* **EXTRACT TO READ**

===============

If you need to contact the police for a non life threatening incident, please dial 110 from any phone. Please state your location, time, and the nature of the incident as clearly as possible. Also, give your name, telephone number, and a place where you can be contacted. This phone number is open 24 hours.
In case of a serious emergency like a fire or medical emergency, please dial 119. This line is available 24 hours a day. Tell the operator whether you need an ambulance (kyu kyu) or if there is a fire (kaji), and then clearly state:
- Your name, address, and phone number.
- If there is a fire, tell the operator what is burning, and if anyone is in danger.
- If you need an ambulance, tell the operator what condition the patient is in.
- If you cannot speak Japanese, please tell the operator that you are "gaikokujin, and then follow the operator's instructions.
If at all possible, please have someone who speaks Japanese make the report so that they may communicate the relevant facts and figures more easily and efficiently. You can do this by showing the Emergency Call Request Card to a nearby person so that they may also be able to describe the location of the incident with greater precision and detail. (* Please make sure to download the Emergency Call Request Card beforehand and keep it with you at all times.)

===============

* **RECORD EXCERPTS**
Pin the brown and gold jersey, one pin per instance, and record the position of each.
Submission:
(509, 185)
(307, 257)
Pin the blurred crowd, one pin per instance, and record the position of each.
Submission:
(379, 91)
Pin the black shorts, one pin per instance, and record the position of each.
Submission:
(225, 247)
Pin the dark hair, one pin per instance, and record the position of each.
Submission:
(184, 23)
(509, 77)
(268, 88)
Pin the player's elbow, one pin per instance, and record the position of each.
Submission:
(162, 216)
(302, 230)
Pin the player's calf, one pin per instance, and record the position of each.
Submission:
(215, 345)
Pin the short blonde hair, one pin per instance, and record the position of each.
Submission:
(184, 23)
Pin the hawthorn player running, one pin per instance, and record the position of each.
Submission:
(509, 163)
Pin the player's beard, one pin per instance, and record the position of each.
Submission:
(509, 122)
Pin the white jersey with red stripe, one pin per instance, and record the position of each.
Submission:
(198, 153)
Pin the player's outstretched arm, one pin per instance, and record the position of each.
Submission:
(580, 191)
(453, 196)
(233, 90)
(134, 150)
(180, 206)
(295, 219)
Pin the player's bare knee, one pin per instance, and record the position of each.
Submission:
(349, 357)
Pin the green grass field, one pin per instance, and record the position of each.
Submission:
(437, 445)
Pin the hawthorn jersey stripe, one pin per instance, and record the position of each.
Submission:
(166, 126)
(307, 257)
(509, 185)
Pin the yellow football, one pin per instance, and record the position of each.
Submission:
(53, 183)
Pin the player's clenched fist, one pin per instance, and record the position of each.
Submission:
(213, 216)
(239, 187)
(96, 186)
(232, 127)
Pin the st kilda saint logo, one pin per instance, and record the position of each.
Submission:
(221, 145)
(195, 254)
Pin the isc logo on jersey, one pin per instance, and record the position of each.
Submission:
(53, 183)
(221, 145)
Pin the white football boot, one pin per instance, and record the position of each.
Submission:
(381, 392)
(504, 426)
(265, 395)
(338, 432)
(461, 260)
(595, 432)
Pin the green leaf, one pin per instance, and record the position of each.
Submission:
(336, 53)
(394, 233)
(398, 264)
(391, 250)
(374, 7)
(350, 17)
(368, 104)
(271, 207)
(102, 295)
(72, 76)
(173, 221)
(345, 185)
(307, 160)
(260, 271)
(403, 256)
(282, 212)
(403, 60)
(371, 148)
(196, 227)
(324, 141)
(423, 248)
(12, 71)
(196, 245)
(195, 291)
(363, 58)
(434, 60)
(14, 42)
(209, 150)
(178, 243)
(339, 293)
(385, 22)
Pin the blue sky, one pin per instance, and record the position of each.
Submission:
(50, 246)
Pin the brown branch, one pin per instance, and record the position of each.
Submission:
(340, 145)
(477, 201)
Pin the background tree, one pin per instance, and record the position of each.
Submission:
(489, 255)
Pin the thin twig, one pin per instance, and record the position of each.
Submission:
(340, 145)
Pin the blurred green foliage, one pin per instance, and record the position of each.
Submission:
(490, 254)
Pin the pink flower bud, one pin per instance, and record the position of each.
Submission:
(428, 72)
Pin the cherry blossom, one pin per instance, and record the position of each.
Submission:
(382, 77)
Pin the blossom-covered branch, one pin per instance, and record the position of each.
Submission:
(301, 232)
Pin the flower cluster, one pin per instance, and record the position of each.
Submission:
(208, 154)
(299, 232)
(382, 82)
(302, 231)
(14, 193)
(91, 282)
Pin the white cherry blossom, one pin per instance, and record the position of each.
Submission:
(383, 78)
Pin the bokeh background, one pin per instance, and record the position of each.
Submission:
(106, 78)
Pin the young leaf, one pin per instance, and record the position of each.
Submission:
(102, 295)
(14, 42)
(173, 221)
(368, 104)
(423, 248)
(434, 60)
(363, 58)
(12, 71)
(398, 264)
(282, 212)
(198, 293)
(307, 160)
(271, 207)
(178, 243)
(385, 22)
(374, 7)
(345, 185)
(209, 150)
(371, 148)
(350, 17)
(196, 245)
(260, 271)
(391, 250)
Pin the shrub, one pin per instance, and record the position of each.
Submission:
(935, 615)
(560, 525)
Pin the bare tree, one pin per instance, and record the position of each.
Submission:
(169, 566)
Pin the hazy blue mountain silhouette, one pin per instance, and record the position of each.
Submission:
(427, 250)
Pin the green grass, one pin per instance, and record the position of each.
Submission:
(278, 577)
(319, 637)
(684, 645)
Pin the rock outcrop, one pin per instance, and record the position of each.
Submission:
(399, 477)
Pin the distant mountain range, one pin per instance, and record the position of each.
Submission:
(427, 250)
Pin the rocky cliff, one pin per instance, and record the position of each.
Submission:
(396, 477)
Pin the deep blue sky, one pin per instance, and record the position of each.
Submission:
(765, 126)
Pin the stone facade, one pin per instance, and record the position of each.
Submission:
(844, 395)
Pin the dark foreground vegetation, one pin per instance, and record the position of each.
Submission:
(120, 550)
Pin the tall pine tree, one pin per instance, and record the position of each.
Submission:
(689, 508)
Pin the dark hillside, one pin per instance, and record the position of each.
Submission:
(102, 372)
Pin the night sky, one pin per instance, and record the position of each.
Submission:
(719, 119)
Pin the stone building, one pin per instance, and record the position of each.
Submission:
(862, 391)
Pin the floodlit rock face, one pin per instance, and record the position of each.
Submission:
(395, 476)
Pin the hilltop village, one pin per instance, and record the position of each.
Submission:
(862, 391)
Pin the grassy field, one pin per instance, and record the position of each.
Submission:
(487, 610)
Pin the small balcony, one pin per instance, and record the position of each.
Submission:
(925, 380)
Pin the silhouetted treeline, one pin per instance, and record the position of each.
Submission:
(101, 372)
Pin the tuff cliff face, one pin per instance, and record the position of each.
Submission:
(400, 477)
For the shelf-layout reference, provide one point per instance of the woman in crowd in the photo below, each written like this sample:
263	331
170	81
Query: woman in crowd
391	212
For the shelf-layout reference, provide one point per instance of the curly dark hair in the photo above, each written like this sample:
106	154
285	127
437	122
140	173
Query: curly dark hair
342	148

===============

* **EXERCISE BRIEF**
Copy the emergency calling guidance starting with "If you need to" and going on through "patient is in.", substituting "dispatcher" for every "operator".

* **ANSWER SECTION**
If you need to contact the police for a non life threatening incident, please dial 110 from any phone. Please state your location, time, and the nature of the incident as clearly as possible. Also, give your name, telephone number, and a place where you can be contacted. This phone number is open 24 hours.
In case of a serious emergency like a fire or medical emergency, please dial 119. This line is available 24 hours a day. Tell the dispatcher whether you need an ambulance (kyu kyu) or if there is a fire (kaji), and then clearly state:
- Your name, address, and phone number.
- If there is a fire, tell the dispatcher what is burning, and if anyone is in danger.
- If you need an ambulance, tell the dispatcher what condition the patient is in.